(Work order 1): In the Black Hills travel post, what speed were the curvy roads designed to hold travelers to?
(Work order 2): Copy the Black Hills travel post between "Legend says that" and "of explored passageways.", inclusive, and swap "bison" for "buffalo".

(Text segment):
>>>>

With the beauty of the mountains as its backdrop, these roads were specifically designed with a tremendous amount of curves to limit the speed of travelers to 35 miles per hour so that they could enjoy the beauty of the Black Hills. What makes them so unique is not just the amount of curves and the surrounding beauty, but also the architectural features found along the roads. Wooden structures, called pigtail bridges, and one lane tunnels were built to showcase the American patriotic symbol, Mt. Rushmore. These tunnels frame Mt. Rushmore National Memorial like a picture and are a spectacular site – depending on which direction you are traveling, you may have to look in your rear view mirror 🙂 Do spend a day driving these roads and take plenty of pictures.


Mount Rushmore as seen from one of the tunnels on the Iron Mountain Highway

Since I’m partial (and quite horrified to be honest) by the White Settlers carving sculptures into sacred Native American mountains, I did not visit the monuments and only took pictures from the road. Do as you please, just remember many battles were fought for that land and even more innocent Native American lives lost to protect it 😦


Mount Rushmore National Memorial is a sculpture carved into the granite face of the Black Hills in Keystone, South Dakota. It was created to promote tourism in the area and it features 60-foot (18 m) sculptures of the heads of four United States presidents: George Washington, Thomas Jefferson, Theodore Roosevelt, and Abraham Lincoln. Grrrrr 😦


The carving of Crazy Horse is even more horrifying…completely against my beliefs on how land, history, and nature should be preserved  You don’t steal land from the Native Americans, destroy the mountains they view as sacred and carve the face of one of their chiefs in rock when they believe the spirit lives forever… #speechless 😦 How can people go there and pay their hard earned $ for a “private sculpture” is beyond my understanding. Because that’s what Crazy Horse is – one crazy man carving his crazy project on his “private” land  #itaintyoursdude #youstoleitfromtheNatives

Legend says that the Lakota (Sioux), Native Americans who live in the Black Hills of South Dakota, emerged from the underground tunnels through a hole that blew air. The caves found in Wind Cave National Park are said to “breathe,” that is, air continually moves into or out, equalizing the atmospheric pressure of the cave and the outside air. Legend also claims Wind Cave National Park is in the form of a bison.

Look at the picture, decide for yourself 🙂

Wind Cave is the sixth-longest in the world with 140.47 miles of explored passageways.

<<<<

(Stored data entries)
>>>>

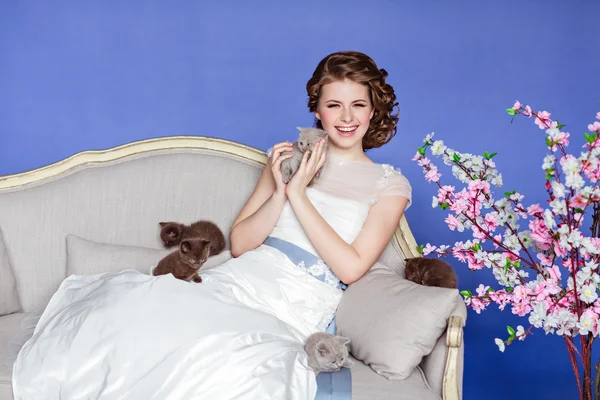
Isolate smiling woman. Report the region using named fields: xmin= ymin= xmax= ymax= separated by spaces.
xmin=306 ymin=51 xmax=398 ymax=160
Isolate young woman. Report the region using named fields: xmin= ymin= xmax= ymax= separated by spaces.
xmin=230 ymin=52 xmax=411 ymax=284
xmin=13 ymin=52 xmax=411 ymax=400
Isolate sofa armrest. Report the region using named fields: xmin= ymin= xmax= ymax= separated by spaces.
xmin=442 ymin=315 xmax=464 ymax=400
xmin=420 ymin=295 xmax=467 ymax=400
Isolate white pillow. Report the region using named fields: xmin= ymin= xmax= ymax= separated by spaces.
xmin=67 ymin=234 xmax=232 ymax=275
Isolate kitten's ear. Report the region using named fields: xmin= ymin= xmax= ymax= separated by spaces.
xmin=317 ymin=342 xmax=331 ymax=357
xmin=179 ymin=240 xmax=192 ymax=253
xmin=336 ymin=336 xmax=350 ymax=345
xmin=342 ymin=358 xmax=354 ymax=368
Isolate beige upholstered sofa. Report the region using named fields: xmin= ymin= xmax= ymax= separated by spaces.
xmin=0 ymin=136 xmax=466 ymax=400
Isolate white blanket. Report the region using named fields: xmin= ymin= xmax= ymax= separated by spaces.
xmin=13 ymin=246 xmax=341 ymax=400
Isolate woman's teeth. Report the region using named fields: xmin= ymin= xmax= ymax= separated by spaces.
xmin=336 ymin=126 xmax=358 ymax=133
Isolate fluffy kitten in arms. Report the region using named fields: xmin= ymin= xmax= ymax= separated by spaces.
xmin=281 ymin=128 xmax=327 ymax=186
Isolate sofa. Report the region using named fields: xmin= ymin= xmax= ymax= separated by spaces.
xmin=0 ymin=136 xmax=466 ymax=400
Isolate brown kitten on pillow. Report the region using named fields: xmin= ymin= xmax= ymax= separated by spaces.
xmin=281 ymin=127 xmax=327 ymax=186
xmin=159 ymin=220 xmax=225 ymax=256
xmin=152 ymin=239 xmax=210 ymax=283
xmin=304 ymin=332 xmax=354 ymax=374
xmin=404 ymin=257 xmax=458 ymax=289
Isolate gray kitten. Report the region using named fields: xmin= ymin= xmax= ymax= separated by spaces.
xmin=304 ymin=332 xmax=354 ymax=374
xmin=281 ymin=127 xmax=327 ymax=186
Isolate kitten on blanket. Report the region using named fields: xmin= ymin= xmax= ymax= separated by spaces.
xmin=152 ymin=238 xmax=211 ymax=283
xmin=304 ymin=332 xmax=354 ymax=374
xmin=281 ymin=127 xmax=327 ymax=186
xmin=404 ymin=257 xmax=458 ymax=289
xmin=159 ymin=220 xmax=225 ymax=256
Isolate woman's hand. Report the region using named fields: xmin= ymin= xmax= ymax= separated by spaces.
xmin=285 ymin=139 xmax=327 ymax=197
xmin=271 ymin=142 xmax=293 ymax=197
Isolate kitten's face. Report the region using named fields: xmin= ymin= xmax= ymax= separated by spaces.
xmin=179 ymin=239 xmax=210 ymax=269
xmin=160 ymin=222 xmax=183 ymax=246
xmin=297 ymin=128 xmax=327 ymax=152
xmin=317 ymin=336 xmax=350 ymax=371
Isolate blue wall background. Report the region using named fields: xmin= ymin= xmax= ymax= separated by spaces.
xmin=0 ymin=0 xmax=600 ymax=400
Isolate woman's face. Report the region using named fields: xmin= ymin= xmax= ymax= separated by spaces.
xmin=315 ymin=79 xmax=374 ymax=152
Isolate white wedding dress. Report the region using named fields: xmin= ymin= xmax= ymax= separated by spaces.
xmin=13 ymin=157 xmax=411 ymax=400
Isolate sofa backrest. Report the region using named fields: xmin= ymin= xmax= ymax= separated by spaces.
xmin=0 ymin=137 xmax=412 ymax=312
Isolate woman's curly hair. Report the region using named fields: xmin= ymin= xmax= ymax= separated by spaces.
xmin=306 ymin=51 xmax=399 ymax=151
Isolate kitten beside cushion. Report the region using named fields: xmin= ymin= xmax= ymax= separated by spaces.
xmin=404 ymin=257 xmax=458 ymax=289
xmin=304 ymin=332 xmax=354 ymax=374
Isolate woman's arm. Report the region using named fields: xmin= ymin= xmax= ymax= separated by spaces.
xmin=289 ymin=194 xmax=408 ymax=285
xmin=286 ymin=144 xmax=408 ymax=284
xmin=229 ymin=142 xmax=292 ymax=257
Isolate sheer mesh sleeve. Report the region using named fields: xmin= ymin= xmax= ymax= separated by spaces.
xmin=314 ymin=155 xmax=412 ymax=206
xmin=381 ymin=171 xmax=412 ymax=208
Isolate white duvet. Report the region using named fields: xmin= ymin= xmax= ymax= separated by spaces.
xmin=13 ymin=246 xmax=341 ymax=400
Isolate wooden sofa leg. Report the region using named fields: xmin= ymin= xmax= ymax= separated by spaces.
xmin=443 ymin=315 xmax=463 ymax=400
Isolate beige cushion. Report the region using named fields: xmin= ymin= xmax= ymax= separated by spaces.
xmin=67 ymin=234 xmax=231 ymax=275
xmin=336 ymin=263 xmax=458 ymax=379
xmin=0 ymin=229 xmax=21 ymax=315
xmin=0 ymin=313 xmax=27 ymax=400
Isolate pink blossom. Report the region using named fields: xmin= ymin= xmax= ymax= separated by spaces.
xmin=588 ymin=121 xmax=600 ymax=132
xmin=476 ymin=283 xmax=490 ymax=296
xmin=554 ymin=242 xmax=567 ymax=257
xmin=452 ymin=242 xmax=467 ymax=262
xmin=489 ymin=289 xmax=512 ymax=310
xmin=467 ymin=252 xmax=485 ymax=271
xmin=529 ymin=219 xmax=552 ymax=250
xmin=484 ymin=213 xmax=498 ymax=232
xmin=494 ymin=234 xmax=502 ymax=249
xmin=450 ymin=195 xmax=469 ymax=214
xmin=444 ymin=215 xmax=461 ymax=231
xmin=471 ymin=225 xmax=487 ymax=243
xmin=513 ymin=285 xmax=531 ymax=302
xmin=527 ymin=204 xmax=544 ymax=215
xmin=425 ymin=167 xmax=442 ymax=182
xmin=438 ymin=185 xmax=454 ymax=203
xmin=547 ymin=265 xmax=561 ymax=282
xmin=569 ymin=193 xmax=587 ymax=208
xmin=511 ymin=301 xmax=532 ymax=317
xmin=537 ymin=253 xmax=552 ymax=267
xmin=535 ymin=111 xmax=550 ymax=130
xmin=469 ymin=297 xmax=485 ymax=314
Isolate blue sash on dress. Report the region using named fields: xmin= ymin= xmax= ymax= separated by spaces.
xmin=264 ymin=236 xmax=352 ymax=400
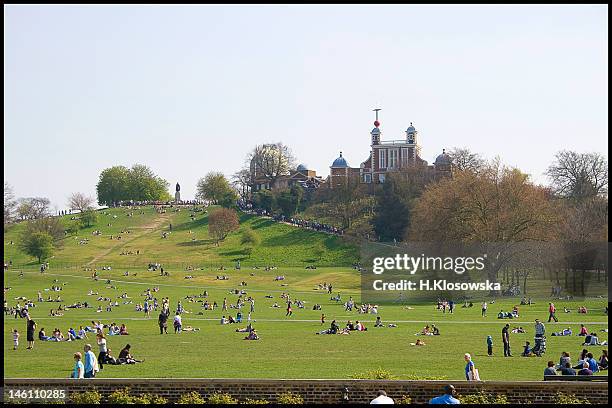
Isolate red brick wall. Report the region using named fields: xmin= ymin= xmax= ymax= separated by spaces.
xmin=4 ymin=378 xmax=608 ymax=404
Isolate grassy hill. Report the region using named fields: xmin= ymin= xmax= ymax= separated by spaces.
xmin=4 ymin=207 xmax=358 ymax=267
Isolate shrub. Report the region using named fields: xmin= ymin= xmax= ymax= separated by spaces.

<<<<
>>>>

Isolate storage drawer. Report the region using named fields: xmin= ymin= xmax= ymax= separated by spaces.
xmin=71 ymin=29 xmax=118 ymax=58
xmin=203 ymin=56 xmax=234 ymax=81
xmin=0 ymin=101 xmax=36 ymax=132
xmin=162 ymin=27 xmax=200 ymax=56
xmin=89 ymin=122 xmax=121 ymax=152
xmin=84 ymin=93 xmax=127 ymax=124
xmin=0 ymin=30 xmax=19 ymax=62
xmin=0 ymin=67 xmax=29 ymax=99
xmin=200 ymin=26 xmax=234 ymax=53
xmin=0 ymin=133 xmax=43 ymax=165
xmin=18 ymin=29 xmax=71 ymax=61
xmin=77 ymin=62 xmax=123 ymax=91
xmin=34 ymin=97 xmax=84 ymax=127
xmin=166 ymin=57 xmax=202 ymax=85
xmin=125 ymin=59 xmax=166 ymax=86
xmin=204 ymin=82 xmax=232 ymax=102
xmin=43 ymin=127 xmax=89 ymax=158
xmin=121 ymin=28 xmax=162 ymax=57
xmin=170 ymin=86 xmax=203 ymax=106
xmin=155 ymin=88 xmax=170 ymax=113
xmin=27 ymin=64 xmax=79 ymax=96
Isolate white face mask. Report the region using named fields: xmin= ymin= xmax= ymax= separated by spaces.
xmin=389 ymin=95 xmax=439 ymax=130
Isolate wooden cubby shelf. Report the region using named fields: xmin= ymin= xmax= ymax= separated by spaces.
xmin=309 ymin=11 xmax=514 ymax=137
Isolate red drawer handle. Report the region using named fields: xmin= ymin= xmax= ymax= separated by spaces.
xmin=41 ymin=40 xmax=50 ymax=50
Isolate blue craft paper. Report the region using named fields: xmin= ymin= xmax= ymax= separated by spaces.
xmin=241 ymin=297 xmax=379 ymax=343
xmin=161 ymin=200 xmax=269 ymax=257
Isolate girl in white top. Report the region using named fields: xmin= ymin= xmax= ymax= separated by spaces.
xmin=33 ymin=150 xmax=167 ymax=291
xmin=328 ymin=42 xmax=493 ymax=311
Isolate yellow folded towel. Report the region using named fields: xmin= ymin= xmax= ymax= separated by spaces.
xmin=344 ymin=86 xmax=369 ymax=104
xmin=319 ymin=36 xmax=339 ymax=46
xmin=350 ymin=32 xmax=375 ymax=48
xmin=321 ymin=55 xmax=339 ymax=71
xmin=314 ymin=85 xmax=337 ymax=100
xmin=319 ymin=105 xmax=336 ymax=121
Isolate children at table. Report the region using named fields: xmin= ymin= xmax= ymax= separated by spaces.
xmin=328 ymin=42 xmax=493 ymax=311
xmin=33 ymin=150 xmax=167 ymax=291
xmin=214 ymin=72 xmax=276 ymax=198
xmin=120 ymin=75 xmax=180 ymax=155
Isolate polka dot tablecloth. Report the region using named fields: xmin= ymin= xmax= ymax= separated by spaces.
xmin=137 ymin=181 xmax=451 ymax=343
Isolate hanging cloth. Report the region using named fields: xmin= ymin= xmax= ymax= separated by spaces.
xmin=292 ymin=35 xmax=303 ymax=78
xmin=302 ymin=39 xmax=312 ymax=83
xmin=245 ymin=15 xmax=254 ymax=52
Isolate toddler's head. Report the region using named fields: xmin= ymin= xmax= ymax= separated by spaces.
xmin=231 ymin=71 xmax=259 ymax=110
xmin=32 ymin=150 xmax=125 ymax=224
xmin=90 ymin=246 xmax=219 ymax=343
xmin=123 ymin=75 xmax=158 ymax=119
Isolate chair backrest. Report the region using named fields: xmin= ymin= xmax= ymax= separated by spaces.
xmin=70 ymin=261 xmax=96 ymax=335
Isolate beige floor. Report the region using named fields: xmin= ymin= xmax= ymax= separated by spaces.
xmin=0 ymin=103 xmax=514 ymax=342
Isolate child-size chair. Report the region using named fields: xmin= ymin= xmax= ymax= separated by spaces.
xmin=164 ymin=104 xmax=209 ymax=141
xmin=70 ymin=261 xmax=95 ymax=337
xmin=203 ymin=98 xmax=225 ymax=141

<<<<

(Response area 1): 35 miles per hour

(Response area 2):
Legend says that the Lakota (Sioux), Native Americans who live in the Black Hills of South Dakota, emerged from the underground tunnels through a hole that blew air. The caves found in Wind Cave National Park are said to “breathe,” that is, air continually moves into or out, equalizing the atmospheric pressure of the cave and the outside air. Legend also claims Wind Cave National Park is in the form of a buffalo.

Look at the picture, decide for yourself 🙂

Wind Cave is the sixth-longest in the world with 140.47 miles of explored passageways.